[Start of RECORDED DATA]

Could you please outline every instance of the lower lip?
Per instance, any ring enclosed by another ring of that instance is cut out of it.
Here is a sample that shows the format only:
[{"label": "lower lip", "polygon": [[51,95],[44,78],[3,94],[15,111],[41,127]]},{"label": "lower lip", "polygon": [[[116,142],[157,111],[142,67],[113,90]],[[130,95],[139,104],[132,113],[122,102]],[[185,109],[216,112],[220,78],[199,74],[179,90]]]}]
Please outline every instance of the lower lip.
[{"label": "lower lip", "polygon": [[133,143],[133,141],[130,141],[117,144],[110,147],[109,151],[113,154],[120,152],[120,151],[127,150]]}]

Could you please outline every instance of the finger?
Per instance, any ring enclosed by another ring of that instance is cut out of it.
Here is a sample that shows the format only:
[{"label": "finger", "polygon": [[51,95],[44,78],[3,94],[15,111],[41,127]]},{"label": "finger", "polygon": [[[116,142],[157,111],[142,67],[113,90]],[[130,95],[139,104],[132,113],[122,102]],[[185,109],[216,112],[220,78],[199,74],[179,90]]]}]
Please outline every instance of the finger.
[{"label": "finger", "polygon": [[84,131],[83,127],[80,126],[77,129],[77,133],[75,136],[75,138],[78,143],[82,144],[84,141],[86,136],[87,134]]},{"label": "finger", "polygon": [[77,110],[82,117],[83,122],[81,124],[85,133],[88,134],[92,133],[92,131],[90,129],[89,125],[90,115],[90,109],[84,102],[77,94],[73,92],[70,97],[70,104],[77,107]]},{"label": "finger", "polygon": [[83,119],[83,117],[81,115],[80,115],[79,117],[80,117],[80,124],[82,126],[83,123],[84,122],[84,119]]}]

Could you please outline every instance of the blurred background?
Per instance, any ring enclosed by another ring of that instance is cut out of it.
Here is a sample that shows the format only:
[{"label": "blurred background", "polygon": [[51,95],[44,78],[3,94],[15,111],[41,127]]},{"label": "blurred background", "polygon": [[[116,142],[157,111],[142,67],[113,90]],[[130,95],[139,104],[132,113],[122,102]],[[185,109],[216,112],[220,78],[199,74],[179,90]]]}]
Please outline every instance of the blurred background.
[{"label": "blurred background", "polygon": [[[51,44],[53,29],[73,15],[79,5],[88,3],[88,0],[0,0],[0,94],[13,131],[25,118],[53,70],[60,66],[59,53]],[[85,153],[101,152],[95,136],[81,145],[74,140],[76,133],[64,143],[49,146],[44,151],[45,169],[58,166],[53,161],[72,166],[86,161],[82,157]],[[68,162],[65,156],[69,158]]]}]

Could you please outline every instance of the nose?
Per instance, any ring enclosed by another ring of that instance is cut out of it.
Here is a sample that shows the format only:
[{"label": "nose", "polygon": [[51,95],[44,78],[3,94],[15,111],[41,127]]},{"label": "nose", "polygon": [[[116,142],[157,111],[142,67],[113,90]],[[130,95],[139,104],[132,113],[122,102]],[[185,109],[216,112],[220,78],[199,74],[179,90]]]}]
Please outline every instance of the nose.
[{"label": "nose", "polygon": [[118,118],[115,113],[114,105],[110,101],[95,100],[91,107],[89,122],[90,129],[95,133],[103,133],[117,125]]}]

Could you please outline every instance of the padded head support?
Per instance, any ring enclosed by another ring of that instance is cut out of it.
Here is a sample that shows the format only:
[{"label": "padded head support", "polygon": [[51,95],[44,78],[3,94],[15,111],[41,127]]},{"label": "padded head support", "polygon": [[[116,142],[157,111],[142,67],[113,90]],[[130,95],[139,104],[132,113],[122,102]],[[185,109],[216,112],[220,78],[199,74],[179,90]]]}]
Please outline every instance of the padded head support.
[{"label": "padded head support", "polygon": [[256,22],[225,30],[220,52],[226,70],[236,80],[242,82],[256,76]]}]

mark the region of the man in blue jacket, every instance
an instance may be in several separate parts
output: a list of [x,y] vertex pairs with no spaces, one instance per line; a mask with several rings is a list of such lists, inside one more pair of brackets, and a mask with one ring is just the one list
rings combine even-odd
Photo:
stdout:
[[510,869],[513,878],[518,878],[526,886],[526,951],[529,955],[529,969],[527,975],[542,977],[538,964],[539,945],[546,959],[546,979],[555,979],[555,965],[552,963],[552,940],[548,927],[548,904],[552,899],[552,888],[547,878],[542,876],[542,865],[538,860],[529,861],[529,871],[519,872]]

[End of RECORDED DATA]
[Start of RECORDED DATA]

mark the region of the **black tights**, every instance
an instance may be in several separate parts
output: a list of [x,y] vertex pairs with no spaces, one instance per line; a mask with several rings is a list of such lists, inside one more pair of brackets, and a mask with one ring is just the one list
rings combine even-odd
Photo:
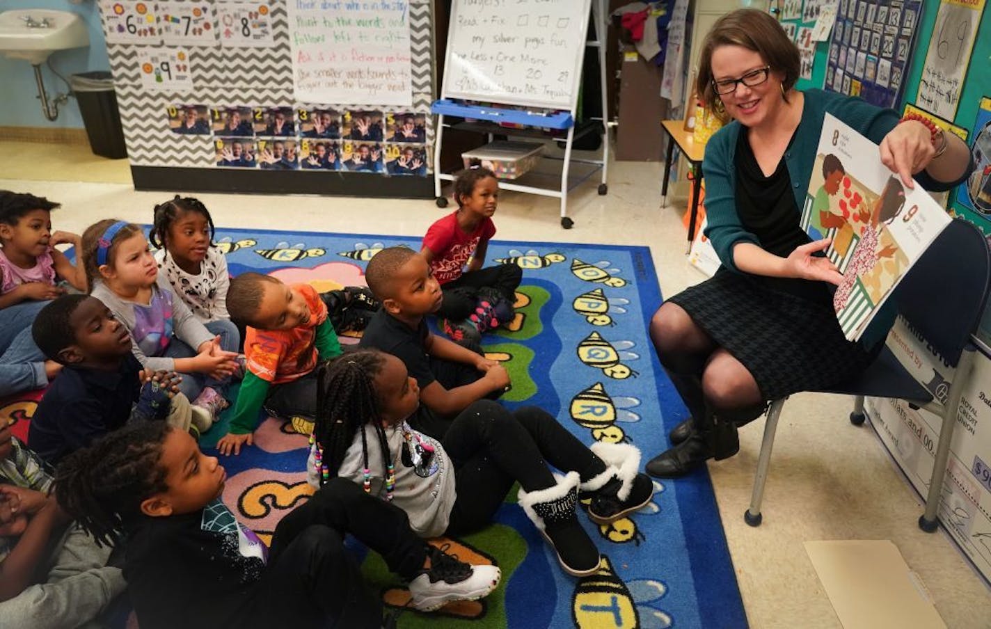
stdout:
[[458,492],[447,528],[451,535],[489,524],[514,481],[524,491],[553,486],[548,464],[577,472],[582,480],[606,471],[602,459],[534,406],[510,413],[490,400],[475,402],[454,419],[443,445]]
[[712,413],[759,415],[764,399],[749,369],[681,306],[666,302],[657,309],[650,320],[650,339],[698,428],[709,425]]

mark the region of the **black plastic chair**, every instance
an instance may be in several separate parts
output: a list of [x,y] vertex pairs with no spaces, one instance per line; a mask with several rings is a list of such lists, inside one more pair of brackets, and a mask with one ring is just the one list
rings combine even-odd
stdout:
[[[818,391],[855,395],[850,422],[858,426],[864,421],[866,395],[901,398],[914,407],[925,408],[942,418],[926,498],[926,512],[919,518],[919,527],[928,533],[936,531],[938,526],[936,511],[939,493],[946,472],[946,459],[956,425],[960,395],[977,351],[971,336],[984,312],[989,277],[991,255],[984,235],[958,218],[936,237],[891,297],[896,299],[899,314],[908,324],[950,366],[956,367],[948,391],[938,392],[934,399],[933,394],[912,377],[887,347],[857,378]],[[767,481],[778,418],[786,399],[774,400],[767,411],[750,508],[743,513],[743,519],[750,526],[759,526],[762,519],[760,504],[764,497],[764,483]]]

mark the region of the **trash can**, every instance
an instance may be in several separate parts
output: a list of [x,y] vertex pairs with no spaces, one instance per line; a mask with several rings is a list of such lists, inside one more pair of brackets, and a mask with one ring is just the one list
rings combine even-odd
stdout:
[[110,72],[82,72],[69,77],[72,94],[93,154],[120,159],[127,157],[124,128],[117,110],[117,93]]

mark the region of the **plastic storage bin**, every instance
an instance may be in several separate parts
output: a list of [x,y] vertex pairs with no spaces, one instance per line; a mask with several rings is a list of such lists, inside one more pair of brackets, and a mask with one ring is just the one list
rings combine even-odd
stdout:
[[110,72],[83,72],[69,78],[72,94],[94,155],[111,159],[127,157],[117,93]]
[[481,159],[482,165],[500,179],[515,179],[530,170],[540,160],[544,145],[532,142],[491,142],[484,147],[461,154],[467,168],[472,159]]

[End of RECORDED DATA]

* EXERCISE TASK:
Pull out every line in the listing above that contains the string "mark", with case counting.

* WRITTEN REPLY:
mark the region of the man in blue jacket, every instance
mark the region of the **black tights**, every instance
mark the region of the **black plastic chair**, every instance
mark the region of the **trash can**, every instance
mark the region of the **plastic storage bin**, every instance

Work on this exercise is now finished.